▸ DATA PROVIDED:
·····

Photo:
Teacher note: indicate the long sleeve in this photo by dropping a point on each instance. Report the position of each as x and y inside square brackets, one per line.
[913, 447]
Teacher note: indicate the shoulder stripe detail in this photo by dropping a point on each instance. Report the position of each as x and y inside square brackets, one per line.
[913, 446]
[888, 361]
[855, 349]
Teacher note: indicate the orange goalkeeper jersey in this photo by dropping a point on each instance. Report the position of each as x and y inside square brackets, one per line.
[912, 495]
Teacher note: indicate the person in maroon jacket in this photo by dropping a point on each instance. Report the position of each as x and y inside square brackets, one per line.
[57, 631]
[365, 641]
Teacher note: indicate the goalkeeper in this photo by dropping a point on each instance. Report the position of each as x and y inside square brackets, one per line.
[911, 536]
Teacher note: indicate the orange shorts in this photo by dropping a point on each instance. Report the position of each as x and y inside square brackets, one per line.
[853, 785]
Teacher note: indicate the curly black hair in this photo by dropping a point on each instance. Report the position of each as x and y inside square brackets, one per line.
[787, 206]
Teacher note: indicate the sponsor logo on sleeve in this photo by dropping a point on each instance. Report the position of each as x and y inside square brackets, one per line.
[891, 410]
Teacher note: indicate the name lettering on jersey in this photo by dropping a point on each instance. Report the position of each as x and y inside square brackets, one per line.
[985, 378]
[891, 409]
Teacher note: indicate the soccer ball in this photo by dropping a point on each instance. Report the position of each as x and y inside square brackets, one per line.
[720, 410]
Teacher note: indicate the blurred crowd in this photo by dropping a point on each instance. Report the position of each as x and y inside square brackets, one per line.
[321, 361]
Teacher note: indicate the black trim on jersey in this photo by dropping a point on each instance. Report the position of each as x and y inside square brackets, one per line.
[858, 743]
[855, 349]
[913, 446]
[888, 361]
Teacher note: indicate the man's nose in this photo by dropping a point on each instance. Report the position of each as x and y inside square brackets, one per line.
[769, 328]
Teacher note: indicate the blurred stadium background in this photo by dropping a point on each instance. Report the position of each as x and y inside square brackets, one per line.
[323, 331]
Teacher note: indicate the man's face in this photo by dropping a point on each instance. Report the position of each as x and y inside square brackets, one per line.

·····

Copy the records above with every "Teacher note" changed to "Instructor note", keeping everything else the same.

Photo:
Instructor note: indicate the long sleeve in this photo by dropping a point on each instance. Report the position of each as x and y inside square brackets, one per line.
[913, 447]
Instructor note: indicate the shoulder stripe detail in this photo by dropping a point on each instance. Report the position of each as x and y inside square brackets, one per line.
[913, 446]
[888, 361]
[855, 349]
Instructor note: indicate the orange goalkeeper jersey in this photo by dropping a point on each instance. Report the position of each as x and y inside square brackets, one per line.
[912, 495]
Instructor note: indicate the person in maroon jacket in this photo by dropping a point on each instance. Report the position of each as x and y inside square brackets, one per line.
[57, 631]
[365, 641]
Instructor note: indicate the goalkeeper in this photo by dropping a point on each instance. Report the position of each as x and y inside square brackets, one per line.
[911, 536]
Instructor note: indicate the orange shorts in this photo by dropping a point on each instance. Report the position of each as x and y inside square brackets, one per line.
[853, 785]
Instructor note: indicate the curly black hair in this photo by dropping a point on each instance. Report the position of each as x and y inside square brackets, one per line.
[787, 206]
Instructor note: indicate the sponsor logo on sleeve in this photo by dropping a point on each instance. Report the position of each as x and y inside square brackets, one per line.
[891, 410]
Instructor note: indicate the name lettering on jersey in this photo by dropping a point on each instance. Report the position of each as x and y inside square brackets, one per line.
[985, 378]
[891, 409]
Instructor note: indicate the soccer ball in this photo by dropping a point on each instance. Report the position of each as x and y inside square brackets, one per line.
[720, 410]
Instructor note: indicate the blurred crowd in this photo by dropping a point on each instance. Report the position of each as x and y inside square brackets, one per line.
[321, 361]
Instructor note: indicate the black trim on jersey in this photo by dropping a point on each instance. Report the position of each as x and y inside square brackets, one per line.
[858, 743]
[855, 349]
[913, 446]
[888, 361]
Instructor note: indicate the man's nose in this photo by dropping a point on each instance. Report the position of each as x and y inside square brackets, one per line.
[769, 328]
Instructor note: indicate the blurred stadium background in this photo by dropping a point on each instance. Report the position of each as x and y inside square brackets, one per line.
[323, 331]
Instructor note: indicate the man's face in this photo by dropping a point on each instance. Report the position of each as x and y inside square brackets, one per line.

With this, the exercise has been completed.